Questa donna è entrata nel cuore di Gesù, l’ha riconosciuto come “Signore”, ha messo in Lui la sua fiducia con la consapevolezza della propria indegnità e l’urgenza del bisogno di guarigione e di vita per la figlia.

“Signore, aiutami!”. È la preghiera più semplice del mondo. “Signore, aiutami!”. È il dialogo della vita con il Signore; una vita è data a chi crede, a

chi la chiede con fiducia, non a chi la pretende. Nessuno davanti a Dio può arrogarsi il diritto di imporsi, ma può osare l’audacia di chiedere quel bene che Dio stesso è venuto a portare: una vita salvata.

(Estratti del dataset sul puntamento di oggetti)
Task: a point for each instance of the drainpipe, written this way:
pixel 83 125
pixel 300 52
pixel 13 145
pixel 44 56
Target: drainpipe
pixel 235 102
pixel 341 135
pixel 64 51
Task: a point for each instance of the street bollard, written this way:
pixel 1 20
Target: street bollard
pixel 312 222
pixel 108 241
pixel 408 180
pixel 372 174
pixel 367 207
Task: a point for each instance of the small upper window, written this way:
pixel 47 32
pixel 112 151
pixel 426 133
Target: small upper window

* * *

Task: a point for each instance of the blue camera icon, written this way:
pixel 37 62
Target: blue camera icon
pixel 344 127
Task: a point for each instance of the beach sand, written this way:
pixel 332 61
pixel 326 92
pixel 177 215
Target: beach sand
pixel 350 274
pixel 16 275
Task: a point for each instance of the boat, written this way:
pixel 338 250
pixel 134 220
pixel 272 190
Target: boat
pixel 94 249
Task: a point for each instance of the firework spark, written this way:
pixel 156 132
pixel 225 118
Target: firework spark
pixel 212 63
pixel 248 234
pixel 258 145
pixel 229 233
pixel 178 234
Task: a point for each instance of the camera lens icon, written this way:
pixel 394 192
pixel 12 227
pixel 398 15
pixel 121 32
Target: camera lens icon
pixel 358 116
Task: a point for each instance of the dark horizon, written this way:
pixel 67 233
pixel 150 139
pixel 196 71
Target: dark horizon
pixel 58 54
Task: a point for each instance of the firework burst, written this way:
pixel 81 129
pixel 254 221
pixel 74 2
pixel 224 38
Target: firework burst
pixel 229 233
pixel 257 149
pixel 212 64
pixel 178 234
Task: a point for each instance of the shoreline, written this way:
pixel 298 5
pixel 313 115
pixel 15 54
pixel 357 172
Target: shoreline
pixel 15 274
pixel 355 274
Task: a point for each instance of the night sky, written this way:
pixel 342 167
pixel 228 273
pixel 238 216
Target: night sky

» **OBIETTIVO 1**
Riscrivi come elenco puntato il paragrafo del brano che comincia con «Questa donna è entrata», conservandone i fatti principali.
» **OBIETTIVO 2**
Rispondi in breve alle seguenti domande sul brano, una per riga:
(a) Con quale titolo la donna riconosce Gesù?
(b) Quale preghiera viene definita la più semplice del mondo?
(c) Che cosa Dio è venuto a portare?
» **OBIETTIVO 3**
Riprendi il brano sulla preghiera della donna rivolta a Gesù e proseguilo dopo la sua ultima frase.

» **RISPOSTA SCRITTA 1**
- La donna è entrata nel cuore di Gesù.
- Lo ha riconosciuto come "Signore".
- Ha messo in Lui la sua fiducia.
- Era consapevole della propria indegnità.
- Sentiva urgente il bisogno di guarigione e di vita per la figlia.

» **RISPOSTA SCRITTA 2**
(a) "Signore".
(b) "Signore, aiutami!".
(c) Una vita salvata.

» **RISPOSTA SCRITTA 3**
Basta una briciola di fede, basta una briciola di pane, lì è racchiusa tutta la potenza della salvezza di Dio. Questa salvezza non ha tempi o luoghi, è puro dono che agisce nei cuori che la desiderano e che la accolgono. Apriamo il cuore a Cristo, apriamo le mani a una briciola di pane; ogni briciola contiene la grandezza di Dio. Chiediamo al Signore la fede di quella dona, la convinzione che tutti sono amati, non ci sono figli di serie A o B; la misericordia di Dio si posa su ogni miseria umana, nessuna briciola andrà perduta, ma sarà amore vivo, vita di Dio donata senza riserve.

“Signore aiutami,

affinché il mio cuore

non smetta mai di cercarti.

Fai della mia vita

una briciola del tuo pane,

così che diventi anch’io

amore senza riserve

e possa donare Te

agli altri.”

(shekinaheart eremo del cuore)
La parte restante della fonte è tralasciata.